With images excluded, write out each entry below exactly as given.
(Beginning of RECORDED DATA)
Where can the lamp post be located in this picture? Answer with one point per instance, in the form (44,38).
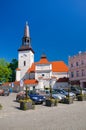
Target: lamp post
(50,89)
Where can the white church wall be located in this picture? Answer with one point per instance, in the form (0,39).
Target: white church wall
(25,56)
(18,75)
(42,74)
(32,76)
(60,74)
(60,85)
(43,67)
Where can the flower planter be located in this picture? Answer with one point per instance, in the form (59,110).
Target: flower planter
(0,106)
(81,97)
(26,105)
(68,100)
(51,102)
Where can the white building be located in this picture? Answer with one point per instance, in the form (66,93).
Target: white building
(77,69)
(38,74)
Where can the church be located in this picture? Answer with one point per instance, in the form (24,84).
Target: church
(41,74)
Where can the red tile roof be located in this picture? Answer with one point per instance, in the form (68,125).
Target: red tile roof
(32,81)
(63,79)
(18,69)
(43,60)
(59,66)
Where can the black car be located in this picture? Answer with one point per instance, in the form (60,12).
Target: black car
(75,90)
(5,92)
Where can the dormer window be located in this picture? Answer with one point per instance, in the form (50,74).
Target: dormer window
(77,64)
(42,74)
(24,63)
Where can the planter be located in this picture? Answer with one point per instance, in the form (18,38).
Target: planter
(81,97)
(51,102)
(0,106)
(27,104)
(68,100)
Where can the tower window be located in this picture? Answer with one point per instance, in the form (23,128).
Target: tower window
(42,74)
(24,63)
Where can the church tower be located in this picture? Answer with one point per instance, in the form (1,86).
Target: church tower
(25,55)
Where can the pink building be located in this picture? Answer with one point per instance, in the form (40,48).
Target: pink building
(77,69)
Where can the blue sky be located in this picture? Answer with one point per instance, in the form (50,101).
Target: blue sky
(57,27)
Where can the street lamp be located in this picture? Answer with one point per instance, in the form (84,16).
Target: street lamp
(50,88)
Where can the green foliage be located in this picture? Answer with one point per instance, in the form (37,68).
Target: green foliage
(13,65)
(0,106)
(5,71)
(51,102)
(27,104)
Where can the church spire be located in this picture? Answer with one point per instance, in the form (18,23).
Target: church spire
(26,45)
(26,37)
(26,31)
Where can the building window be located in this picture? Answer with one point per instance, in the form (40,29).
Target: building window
(71,65)
(77,64)
(77,73)
(82,62)
(72,74)
(42,74)
(24,63)
(83,73)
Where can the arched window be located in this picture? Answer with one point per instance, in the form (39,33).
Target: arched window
(24,63)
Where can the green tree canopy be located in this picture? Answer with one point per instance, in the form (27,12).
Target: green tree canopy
(13,65)
(5,71)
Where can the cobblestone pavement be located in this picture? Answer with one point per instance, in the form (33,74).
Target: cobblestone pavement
(61,117)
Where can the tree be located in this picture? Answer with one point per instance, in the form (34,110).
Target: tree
(5,71)
(13,65)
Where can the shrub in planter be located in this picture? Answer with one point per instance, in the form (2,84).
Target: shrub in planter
(27,104)
(51,102)
(68,100)
(0,106)
(81,97)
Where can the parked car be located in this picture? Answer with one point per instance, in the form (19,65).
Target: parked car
(77,90)
(37,98)
(62,91)
(4,92)
(1,92)
(20,95)
(55,95)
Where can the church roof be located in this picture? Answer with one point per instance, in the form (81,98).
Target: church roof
(43,60)
(32,81)
(57,66)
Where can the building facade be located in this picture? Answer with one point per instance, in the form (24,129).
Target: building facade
(77,69)
(43,72)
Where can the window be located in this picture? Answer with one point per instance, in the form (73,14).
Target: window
(72,74)
(77,64)
(24,63)
(83,73)
(77,73)
(42,74)
(82,62)
(71,65)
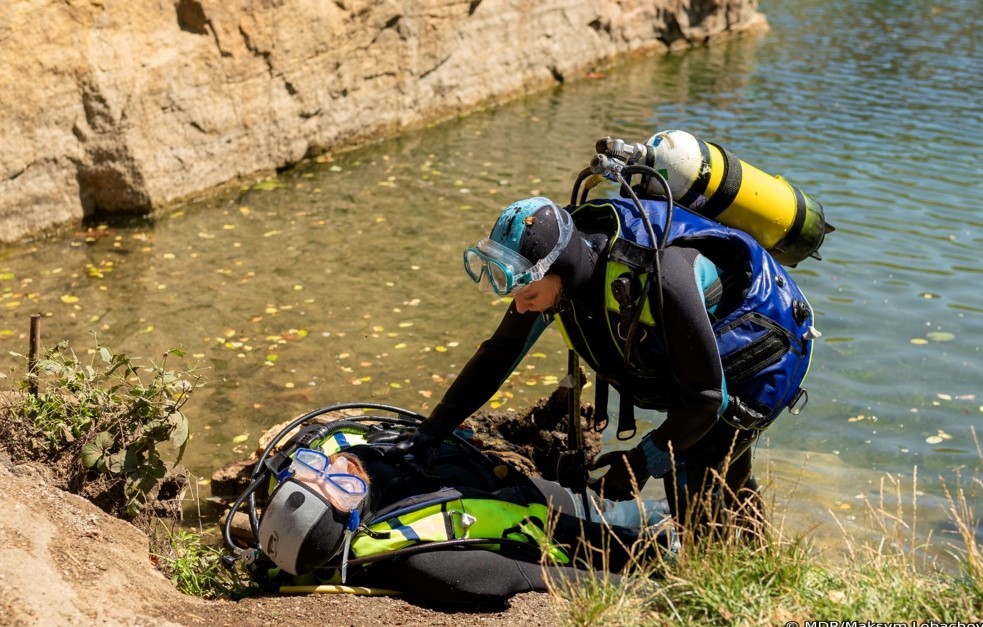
(End of RECORDED DATA)
SOLVED EXERCISE =>
Where can the lamp post be located in this picture? Answer with one point per instance, in the form (44,38).
Target: lamp post
(50,89)
Where can the white church wall be located in this picture? Answer with one point per instance, in the form (0,39).
Target: white church wall
(25,56)
(18,75)
(42,74)
(32,76)
(60,74)
(60,85)
(43,67)
Where can the flower planter be located in this picture? Answer with one point per instance, in the form (59,110).
Target: flower planter
(0,106)
(81,97)
(26,105)
(68,100)
(51,102)
Where can the white building be located in this picture? Answer with one point per instance, in the form (66,93).
Target: white building
(77,69)
(38,74)
Where can the church be located in this picture? Answer with one point per instance, in the form (24,84).
Target: church
(41,74)
Where can the red tile roof be located in this picture? Answer with one point per instance, in the form (68,125).
Target: red tile roof
(32,81)
(63,79)
(18,69)
(43,60)
(59,66)
Where can the black car be located in this picture? Answer with one point per instance, in the form (60,12).
Target: black car
(75,90)
(5,92)
Where can the dormer window be located in this picture? Answer with one point per instance, in the form (50,74).
Target: dormer window
(77,64)
(42,74)
(24,63)
Where can the planter be located in this picture? Answer with one point per instance, in the form (18,38).
Target: planter
(81,97)
(51,102)
(0,106)
(27,104)
(68,100)
Where can the tower window be located in this picture? Answer with one point per instance, in the form (23,128).
Target: tower window
(42,74)
(24,63)
Where can the church tower be located in this picture? Answer with one point per instance, in the form (1,86).
Target: church tower
(25,55)
Where can the pink building be located in this picture? Answer with one point per instance, in the form (40,48).
Target: pink building
(77,69)
Where can the blue sky be located in this picture? Answer with one point per instance, in the form (50,101).
Target: blue sky
(57,27)
Where can the street lamp be located in this picture? Answer with one point per instance, in the form (84,16).
Target: street lamp
(50,88)
Where can the green foliage be located in this picture? Answer with one point per instance, in the form (37,68).
Target: green foliage
(13,65)
(0,106)
(5,71)
(51,102)
(27,104)
Where can the church spire be located in this picture? Answer with one point per instance, in the form (18,23).
Target: church spire
(26,45)
(26,37)
(26,31)
Where can the building window be located in this picture? Answer with one point per instance, in the form (40,29).
Target: building window
(71,65)
(77,64)
(77,73)
(82,62)
(72,74)
(42,74)
(24,63)
(83,73)
Where can the arched window be located in this picture? Answer with one point per instance, in the form (39,33).
Target: arched window
(24,63)
Where can the green tree canopy be located in this picture? Answer with one point per instance, in the form (27,12).
Target: green tree canopy
(13,65)
(5,71)
Where can the cobblestone pavement be located in this picture? Answer with one point per instance, in the form (33,74).
Target: cobblestone pavement
(61,117)
Where can the tree be located in this picture? Answer with one point per instance, in the form (34,110).
Target: tree
(5,71)
(13,65)
Where can the shrub in planter be located in this picture? Answer with one point per instance, in the form (2,84).
Target: shrub in planter
(27,104)
(51,102)
(68,100)
(0,106)
(81,97)
Where can the parked car be located in this picture? Answer with one point per instance, in the form (19,65).
Target: parked car
(77,90)
(37,98)
(62,91)
(4,92)
(1,92)
(20,95)
(55,95)
Where can the church roof be located in this picture? Answer with one point per instance, in the form (81,98).
Target: church roof
(43,60)
(32,81)
(57,66)
Where can the building facade be located in this picture? Answer with one point per instance, in the form (24,129).
Target: building facade
(77,69)
(43,72)
Where can the window be located in this picture? Answer with one point per instance, in the form (73,14).
Target: window
(72,74)
(77,64)
(24,63)
(83,73)
(77,73)
(42,74)
(82,62)
(71,65)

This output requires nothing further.